▶ Consigne A
Remplacez "Diable" par "Démon" dans le passage de l’extrait sur Ahura-Mazda et Agra-Mainyus qui va de "Une opinion communément" jusqu’à "pas, vite franchi." inclus, puis redonnez ce passage en entier.
▶ Consigne B
Résumez en deux phrases l’extrait sur Ahura-Mazda et Agra-Mainyus.

Ahura-Mazda et Agra-Mainyus

 

 

 

 

 

par

 

 

 

 

 

Georges DU VALOUX

 

 

 

 

 

 

 

 

 

 

Une opinion communément répandue veut que les explications dualistes de l’Univers tirent leur origine du système religieux de nos ancêtres Iraniens, tel qu’il nous est parvenu dans le texte de l’Avesta. Le Mazdéisme serait foncièrement dualiste dans ses révélations sur le problème du mal, et il attribuerait l’œuvre de création à deux principes spirituels opposés, égaux, en lutte perpétuelle, dont l’un serait le principe du bien et de la lumière, AHURA-MAZDA ou ORMUZD, et dont l’autre serait le ténébreux principe du mal, AGRA-MAINYUS ou ARHIMAN. De là à voir dans AGRA-MAINYUS le sombre ancêtre du Diable catholique, il n’y a qu’un pas, vite franchi.

Les passages de l’Avesta qui paraissent justifier cette opinion sont assez nombreux. On voit en maint endroit du Livre saint la lutte des deux principes présentée comme l’origine même du monde. Voici l’un des fragments les plus caractéristiques : c’est un discours adressé par AHURA-MAZDA (c’est-à-dire le tout puissant et l’omniscient) au grand prophète ZARATHUSTRA ou ZOROASTRE.

▶ Section de données
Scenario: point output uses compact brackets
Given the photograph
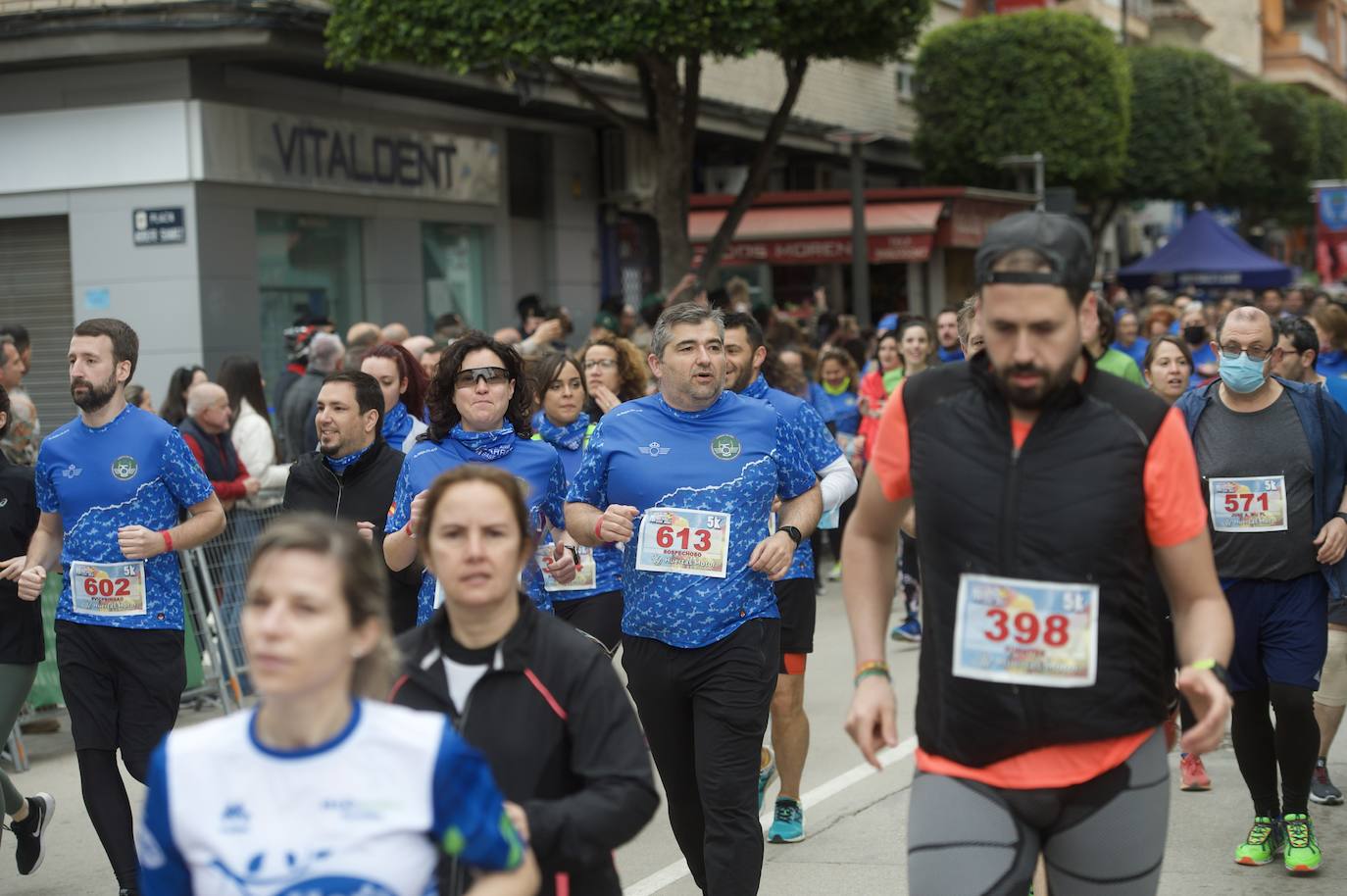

▶ Réponse attendue A
Une opinion communément répandue veut que les explications dualistes de l’Univers tirent leur origine du système religieux de nos ancêtres Iraniens, tel qu’il nous est parvenu dans le texte de l’Avesta. Le Mazdéisme serait foncièrement dualiste dans ses révélations sur le problème du mal, et il attribuerait l’œuvre de création à deux principes spirituels opposés, égaux, en lutte perpétuelle, dont l’un serait le principe du bien et de la lumière, AHURA-MAZDA ou ORMUZD, et dont l’autre serait le ténébreux principe du mal, AGRA-MAINYUS ou ARHIMAN. De là à voir dans AGRA-MAINYUS le sombre ancêtre du Démon catholique, il n’y a qu’un pas, vite franchi.

▶ Réponse attendue B
D’après une opinion très répandue, le Mazdéisme, connu par l’Avesta, serait dualiste : il expliquerait la création par deux principes opposés et en lutte perpétuelle, AHURA-MAZDA pour le bien et la lumière, AGRA-MAINYUS pour le mal. Bon nombre de passages de l’Avesta semblent appuyer cette opinion, par exemple un discours d’AHURA-MAZDA au prophète ZARATHUSTRA.